EXTRACT PROVIDED
>>>>>

# Replacement Solenoid



## NyNick (Feb 14, 2013)

I'm looking for a replacement solenoid for a WhiteHall mfg. Best Care sensor faucet. The model number is WH3375-SO. Do any of you know the part number and specs for the solenoid or a replacement for it?


----------



## Alan (Jun 18, 2008)

Here














































I'm an *******.


----------



## NyNick (Feb 14, 2013)

Alan said:


> Here
> 
> 
> 
> ...


I believe you. So I didnt click it. But unlike a$$h😀les ...not everybody has got this solenoid valve. The current faucet is in a psyche ward. Its a hassle to get to ,then the solenoid itself is behind a cabinet door which is screwed down by about 20 tamper proof screws. My boss who might be a relative of yours since he to is an a$$h😀le doesnt have the info for the valve. I checked google and the companys website but cant find the valve sold seperately. Although maybe it can be replaced by a common solenoid valve.. I want to know for sure otherwise people might think we are related if I get the wrong one and end up looking like an a$$h😀le. So if anyone out there has experience with this particular valve your help is appreciated.


----------



## Alan (Jun 18, 2008)

My bad. I thought you asked for the model number of the solenoid.

Is there some reason why a generic 9v solenoid valve wouldn't work if they don't offer the replacement? You just have to know if it's normally closed or open. I'm going to assume closed in this case.

You may have to do some wire splicing to make it work, OR


just make them buy an entirely new faucet.


----------



## Alan (Jun 18, 2008)

I mean really, present it as a choice to them.

"Here's a $20 solenoid valve that appears to match the voltage of the one existing there. We can try that, or buy an entirely new faucet for $500 + because the manufacturer doesn't appear to offer replacement parts for it, or the solenoid is a 3rd party piece that was tossed in the box at the packaging facility. Option 1 might save you over $400 but there's a chance we have to buy a new faucet in the end anyway."

<<<<<

STORED RECORDS
>>>>>

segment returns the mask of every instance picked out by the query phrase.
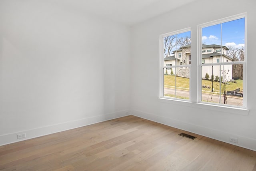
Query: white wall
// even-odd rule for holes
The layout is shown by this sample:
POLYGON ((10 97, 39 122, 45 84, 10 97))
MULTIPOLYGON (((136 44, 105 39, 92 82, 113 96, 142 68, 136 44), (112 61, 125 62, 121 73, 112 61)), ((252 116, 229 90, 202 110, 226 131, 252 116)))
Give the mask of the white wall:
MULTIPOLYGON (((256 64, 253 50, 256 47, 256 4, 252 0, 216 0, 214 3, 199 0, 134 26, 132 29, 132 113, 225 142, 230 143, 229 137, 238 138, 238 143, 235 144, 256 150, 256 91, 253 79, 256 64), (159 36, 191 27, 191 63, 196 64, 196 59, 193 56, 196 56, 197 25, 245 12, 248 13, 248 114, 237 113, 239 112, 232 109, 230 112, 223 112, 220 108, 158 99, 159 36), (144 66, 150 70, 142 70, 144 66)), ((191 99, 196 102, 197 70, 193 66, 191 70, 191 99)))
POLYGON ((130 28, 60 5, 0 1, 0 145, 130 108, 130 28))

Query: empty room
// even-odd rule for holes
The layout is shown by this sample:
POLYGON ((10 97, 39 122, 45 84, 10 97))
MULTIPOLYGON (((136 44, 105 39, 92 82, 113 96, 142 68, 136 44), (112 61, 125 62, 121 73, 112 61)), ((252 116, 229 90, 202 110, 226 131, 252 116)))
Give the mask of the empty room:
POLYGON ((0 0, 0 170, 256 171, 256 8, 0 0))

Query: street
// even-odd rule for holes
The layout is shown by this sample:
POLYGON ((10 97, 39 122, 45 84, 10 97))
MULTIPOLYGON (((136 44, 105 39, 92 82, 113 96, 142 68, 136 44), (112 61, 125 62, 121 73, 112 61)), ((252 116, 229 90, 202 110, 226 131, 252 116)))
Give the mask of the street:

<<<<<
>>>>>

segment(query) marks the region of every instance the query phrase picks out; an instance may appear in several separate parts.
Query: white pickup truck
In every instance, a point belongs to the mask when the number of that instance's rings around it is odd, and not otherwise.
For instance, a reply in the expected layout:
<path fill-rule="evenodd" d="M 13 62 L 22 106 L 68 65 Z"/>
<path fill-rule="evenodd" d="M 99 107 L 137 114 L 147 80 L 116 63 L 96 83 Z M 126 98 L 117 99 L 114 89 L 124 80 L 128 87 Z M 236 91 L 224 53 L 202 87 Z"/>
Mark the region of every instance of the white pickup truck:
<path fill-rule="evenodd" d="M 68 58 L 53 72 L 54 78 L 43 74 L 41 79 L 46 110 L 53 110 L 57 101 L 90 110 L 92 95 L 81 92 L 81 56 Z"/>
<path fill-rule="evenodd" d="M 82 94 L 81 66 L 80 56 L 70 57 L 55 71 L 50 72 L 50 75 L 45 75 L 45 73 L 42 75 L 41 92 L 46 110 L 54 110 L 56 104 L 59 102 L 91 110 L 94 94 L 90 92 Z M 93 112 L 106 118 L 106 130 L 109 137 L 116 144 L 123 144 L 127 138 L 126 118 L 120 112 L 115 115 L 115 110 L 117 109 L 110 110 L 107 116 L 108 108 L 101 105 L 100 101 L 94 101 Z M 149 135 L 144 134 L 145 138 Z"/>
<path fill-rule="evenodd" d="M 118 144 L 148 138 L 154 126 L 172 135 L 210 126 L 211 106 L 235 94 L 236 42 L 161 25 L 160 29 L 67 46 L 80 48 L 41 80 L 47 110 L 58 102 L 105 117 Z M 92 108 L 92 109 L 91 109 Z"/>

<<<<<
>>>>>

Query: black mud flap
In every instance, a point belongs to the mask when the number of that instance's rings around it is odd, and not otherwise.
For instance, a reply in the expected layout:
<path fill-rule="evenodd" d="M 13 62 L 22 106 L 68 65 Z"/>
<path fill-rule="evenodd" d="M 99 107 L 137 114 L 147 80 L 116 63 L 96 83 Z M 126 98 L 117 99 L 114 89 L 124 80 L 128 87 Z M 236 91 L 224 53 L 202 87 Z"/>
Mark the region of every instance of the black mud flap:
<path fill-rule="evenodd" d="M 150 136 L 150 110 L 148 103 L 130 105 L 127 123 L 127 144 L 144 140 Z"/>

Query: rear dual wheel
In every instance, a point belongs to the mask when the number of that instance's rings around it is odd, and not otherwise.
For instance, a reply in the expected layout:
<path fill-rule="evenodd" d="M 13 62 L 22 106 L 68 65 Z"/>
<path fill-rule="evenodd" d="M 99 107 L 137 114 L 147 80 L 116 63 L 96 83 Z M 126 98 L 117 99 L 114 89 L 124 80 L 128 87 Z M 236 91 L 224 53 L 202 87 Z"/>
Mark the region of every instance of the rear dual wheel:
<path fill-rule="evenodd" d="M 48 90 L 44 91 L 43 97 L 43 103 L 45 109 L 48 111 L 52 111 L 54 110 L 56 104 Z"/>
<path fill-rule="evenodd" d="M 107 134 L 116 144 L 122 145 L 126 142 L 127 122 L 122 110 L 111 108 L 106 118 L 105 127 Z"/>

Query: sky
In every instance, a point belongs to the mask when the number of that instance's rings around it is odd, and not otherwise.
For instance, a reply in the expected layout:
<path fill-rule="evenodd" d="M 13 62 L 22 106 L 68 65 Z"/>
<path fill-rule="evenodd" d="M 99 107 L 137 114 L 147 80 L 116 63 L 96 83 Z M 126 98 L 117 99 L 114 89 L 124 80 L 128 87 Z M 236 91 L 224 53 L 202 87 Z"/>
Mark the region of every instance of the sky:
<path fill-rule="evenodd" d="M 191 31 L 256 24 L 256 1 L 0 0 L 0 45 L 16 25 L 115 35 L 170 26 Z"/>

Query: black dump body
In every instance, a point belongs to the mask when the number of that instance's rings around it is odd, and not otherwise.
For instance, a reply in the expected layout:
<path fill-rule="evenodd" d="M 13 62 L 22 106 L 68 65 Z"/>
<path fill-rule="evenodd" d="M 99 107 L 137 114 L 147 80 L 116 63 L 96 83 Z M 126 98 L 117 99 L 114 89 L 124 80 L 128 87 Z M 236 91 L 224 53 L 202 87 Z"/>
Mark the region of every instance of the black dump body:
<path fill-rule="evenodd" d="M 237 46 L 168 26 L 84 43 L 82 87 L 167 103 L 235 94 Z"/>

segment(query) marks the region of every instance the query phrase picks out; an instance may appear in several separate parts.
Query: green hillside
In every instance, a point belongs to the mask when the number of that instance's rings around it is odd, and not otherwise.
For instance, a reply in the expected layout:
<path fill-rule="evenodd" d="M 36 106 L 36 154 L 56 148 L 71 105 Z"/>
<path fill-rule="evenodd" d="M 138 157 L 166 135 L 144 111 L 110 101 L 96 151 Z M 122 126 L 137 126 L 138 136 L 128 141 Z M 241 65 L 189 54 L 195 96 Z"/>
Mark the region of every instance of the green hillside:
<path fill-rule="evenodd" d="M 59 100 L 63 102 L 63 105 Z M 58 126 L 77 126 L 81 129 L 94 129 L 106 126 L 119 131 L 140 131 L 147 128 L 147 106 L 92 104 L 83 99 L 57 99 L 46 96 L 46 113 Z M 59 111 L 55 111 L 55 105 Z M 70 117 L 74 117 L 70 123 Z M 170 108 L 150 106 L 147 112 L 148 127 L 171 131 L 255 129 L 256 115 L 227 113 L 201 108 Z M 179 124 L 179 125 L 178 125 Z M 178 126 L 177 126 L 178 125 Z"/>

<<<<<

GIVEN EXERCISE 1
Copy the passage of the forum thread from "I believe you." up to and including "help is appreciated.".
GIVEN EXERCISE 2
Decide whether each statement agrees with the forum thread: (a) The faucet's model number is WH3375-SO. (b) The solenoid is behind a cabinet door held by about 20 tamper proof screws. (c) Alan assumes the valve is normally open. Answer yes or no for each, quoting the deciding words.
GIVEN EXERCISE 3
In the forum thread, what does Alan say a new faucet would cost?
The entries are a separate set of material, unrelated to the forum thread.

SOLUTION 1
I believe you. So I didnt click it. But unlike a$$h😀les ...not everybody has got this solenoid valve. The current faucet is in a psyche ward. Its a hassle to get to ,then the solenoid itself is behind a cabinet door which is screwed down by about 20 tamper proof screws. My boss who might be a relative of yours since he to is an a$$h😀le doesnt have the info for the valve. I checked google and the companys website but cant find the valve sold seperately. Although maybe it can be replaced by a common solenoid valve.. I want to know for sure otherwise people might think we are related if I get the wrong one and end up looking like an a$$h😀le. So if anyone out there has experience with this particular valve your help is appreciated.

SOLUTION 2
(a) Yes: "The model number is WH3375-SO."
(b) Yes: "the solenoid itself is behind a cabinet door which is screwed down by about 20 tamper proof screws"
(c) No: "I'm going to assume closed in this case."

SOLUTION 3
$500 +